▶ **Task**
Please write out, exactly as they appear, the line containing "If you could spot the pier" and every line after it to the end of the records, and nothing more.

▶ **Dataset**
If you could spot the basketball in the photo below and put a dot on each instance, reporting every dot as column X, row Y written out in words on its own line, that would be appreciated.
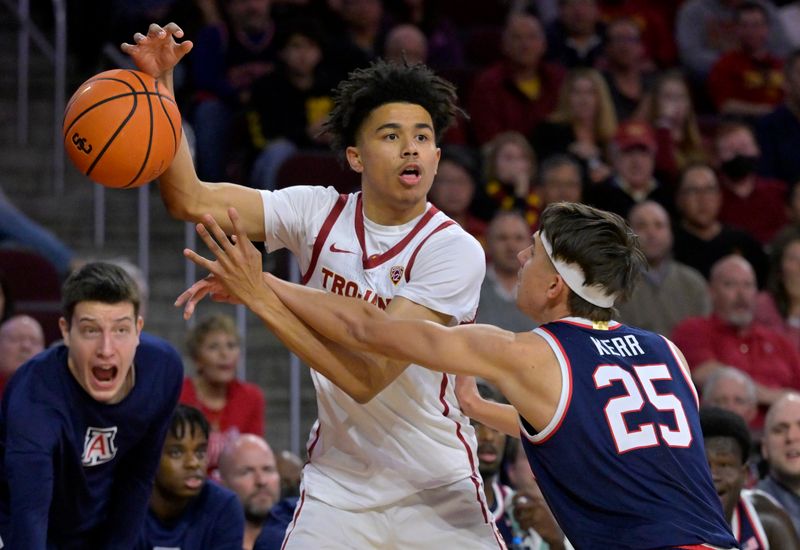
column 122, row 128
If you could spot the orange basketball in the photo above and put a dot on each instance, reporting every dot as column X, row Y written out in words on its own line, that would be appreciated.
column 122, row 128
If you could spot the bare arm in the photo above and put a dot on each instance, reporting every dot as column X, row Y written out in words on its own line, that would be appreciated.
column 238, row 278
column 499, row 416
column 185, row 196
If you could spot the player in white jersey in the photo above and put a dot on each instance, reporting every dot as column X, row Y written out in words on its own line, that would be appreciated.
column 392, row 460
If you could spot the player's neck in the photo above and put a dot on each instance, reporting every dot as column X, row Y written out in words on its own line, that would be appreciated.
column 396, row 214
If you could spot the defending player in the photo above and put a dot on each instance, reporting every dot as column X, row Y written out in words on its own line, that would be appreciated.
column 391, row 439
column 82, row 424
column 607, row 413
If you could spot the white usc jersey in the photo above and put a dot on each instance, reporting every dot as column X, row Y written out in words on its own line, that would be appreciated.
column 412, row 436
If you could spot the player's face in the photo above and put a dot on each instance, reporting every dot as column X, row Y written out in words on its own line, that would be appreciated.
column 781, row 443
column 217, row 357
column 254, row 478
column 397, row 156
column 727, row 471
column 102, row 340
column 535, row 275
column 182, row 470
column 491, row 444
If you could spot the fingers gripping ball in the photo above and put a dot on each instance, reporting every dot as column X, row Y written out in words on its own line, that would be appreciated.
column 122, row 128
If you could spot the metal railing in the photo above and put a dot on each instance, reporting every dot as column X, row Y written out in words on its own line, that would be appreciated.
column 56, row 53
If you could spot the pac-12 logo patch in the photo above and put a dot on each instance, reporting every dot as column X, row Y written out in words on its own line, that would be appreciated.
column 98, row 446
column 396, row 273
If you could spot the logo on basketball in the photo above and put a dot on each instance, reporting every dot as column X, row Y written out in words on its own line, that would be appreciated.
column 396, row 273
column 80, row 143
column 98, row 446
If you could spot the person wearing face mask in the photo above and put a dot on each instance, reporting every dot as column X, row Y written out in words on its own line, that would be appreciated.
column 749, row 201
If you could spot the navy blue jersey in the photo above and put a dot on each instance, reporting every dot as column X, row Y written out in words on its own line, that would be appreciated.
column 622, row 463
column 74, row 472
column 214, row 519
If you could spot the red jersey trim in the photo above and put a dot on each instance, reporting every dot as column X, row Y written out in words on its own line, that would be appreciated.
column 559, row 417
column 474, row 476
column 294, row 519
column 377, row 259
column 322, row 236
column 410, row 264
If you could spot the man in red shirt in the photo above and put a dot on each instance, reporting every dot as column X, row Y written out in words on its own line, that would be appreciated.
column 519, row 91
column 730, row 337
column 750, row 202
column 748, row 80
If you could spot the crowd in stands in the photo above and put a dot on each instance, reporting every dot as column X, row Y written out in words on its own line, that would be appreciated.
column 682, row 117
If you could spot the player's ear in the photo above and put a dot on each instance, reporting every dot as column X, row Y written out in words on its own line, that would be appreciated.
column 354, row 159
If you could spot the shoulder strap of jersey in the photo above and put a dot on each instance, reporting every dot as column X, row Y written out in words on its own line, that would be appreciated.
column 322, row 236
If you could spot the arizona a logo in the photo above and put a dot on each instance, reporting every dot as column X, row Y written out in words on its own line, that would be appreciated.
column 98, row 446
column 396, row 273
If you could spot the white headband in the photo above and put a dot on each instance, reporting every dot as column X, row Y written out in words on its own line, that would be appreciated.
column 575, row 279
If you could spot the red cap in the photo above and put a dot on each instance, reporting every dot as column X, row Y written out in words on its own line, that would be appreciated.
column 635, row 133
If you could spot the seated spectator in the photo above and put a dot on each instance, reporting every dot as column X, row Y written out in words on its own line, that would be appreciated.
column 290, row 104
column 445, row 50
column 749, row 201
column 655, row 22
column 406, row 44
column 668, row 291
column 575, row 38
column 186, row 511
column 247, row 467
column 17, row 228
column 733, row 390
column 491, row 449
column 626, row 67
column 747, row 81
column 730, row 337
column 528, row 516
column 705, row 29
column 229, row 56
column 509, row 166
column 668, row 108
column 230, row 405
column 507, row 236
column 582, row 125
column 779, row 304
column 520, row 91
column 779, row 132
column 290, row 468
column 362, row 28
column 454, row 187
column 779, row 449
column 559, row 181
column 700, row 238
column 21, row 337
column 757, row 520
column 633, row 154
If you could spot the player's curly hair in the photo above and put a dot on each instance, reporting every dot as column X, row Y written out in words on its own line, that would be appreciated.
column 602, row 244
column 382, row 82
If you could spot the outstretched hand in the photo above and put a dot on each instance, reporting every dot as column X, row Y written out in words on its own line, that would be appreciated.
column 236, row 275
column 157, row 52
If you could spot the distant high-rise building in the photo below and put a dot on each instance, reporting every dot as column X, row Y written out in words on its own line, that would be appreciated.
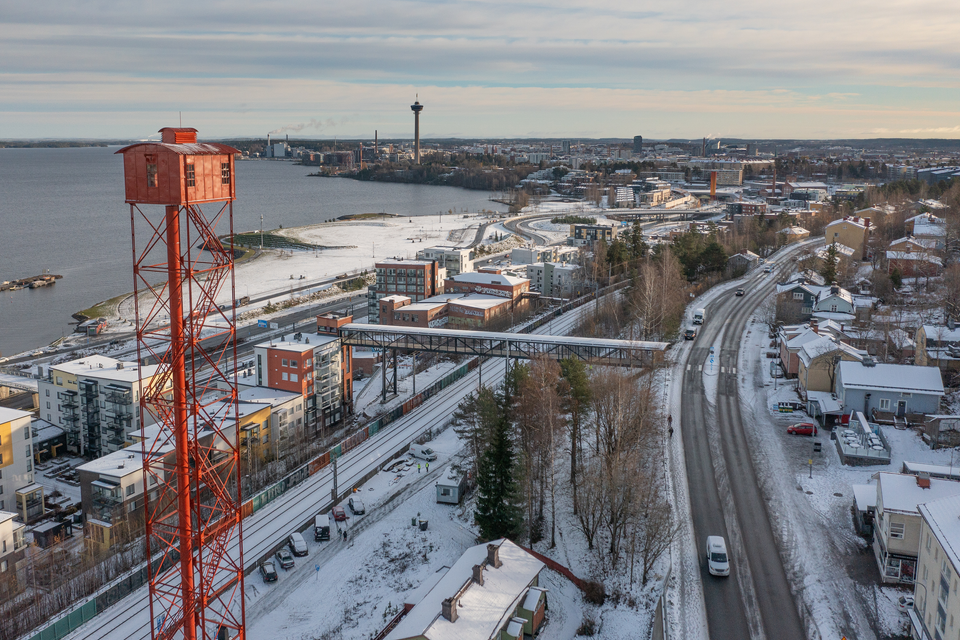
column 416, row 107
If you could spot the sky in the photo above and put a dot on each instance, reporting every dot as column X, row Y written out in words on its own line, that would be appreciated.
column 485, row 68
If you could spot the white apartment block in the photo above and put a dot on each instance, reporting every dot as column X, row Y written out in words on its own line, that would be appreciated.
column 936, row 612
column 16, row 460
column 96, row 401
column 11, row 541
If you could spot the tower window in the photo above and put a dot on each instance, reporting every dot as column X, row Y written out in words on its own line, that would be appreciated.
column 151, row 174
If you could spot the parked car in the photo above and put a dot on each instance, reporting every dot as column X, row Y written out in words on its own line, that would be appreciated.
column 356, row 506
column 268, row 571
column 285, row 558
column 802, row 429
column 718, row 563
column 321, row 531
column 297, row 544
column 905, row 603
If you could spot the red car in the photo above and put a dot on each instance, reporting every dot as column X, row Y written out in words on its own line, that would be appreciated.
column 803, row 429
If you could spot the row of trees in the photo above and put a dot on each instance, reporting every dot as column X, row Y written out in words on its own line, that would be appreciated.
column 556, row 429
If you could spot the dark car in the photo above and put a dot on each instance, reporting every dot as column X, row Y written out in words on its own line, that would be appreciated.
column 802, row 429
column 285, row 558
column 268, row 571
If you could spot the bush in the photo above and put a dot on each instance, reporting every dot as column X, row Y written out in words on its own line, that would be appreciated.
column 587, row 628
column 594, row 593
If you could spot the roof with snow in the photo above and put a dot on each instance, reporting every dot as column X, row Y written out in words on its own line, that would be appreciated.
column 475, row 277
column 915, row 256
column 901, row 493
column 892, row 377
column 484, row 609
column 943, row 518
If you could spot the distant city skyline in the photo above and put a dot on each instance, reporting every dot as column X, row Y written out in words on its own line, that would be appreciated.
column 567, row 69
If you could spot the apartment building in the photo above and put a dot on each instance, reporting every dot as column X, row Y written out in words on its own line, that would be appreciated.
column 12, row 543
column 316, row 367
column 936, row 610
column 416, row 279
column 454, row 259
column 96, row 401
column 16, row 466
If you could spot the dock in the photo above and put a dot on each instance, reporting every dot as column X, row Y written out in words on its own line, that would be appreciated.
column 33, row 282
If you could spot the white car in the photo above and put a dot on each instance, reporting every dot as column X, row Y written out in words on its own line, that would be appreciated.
column 718, row 563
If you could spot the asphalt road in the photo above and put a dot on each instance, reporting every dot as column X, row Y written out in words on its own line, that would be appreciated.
column 756, row 600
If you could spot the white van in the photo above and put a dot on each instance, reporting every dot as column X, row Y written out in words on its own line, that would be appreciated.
column 718, row 563
column 423, row 452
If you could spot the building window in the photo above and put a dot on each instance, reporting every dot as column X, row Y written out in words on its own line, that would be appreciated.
column 151, row 174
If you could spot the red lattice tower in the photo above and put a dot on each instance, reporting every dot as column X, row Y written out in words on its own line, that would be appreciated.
column 184, row 291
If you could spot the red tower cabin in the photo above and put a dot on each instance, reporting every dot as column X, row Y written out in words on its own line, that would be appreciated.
column 184, row 291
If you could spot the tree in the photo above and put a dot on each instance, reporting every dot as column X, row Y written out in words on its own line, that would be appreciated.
column 498, row 513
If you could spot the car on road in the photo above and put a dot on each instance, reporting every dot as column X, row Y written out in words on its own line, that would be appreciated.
column 356, row 506
column 297, row 544
column 905, row 603
column 718, row 563
column 802, row 429
column 268, row 571
column 285, row 558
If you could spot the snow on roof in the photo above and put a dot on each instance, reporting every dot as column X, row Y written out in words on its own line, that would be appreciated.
column 865, row 496
column 901, row 493
column 812, row 350
column 894, row 377
column 266, row 395
column 475, row 277
column 484, row 607
column 9, row 415
column 943, row 518
column 103, row 367
column 941, row 333
column 914, row 255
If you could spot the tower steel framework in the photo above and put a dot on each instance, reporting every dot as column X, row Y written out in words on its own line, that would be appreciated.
column 184, row 291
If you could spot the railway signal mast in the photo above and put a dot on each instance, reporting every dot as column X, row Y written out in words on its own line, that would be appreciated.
column 188, row 416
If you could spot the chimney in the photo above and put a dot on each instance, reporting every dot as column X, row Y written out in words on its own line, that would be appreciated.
column 449, row 609
column 493, row 556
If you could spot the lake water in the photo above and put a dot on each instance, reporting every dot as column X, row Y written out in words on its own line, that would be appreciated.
column 63, row 210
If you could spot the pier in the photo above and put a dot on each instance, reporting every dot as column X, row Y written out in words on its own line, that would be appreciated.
column 33, row 282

▶ **Answer**
If you could spot the pier in the photo above and put a dot on each instance, reporting every dot as column X, row Y written out in words on its own line, that would be appreciated.
column 33, row 282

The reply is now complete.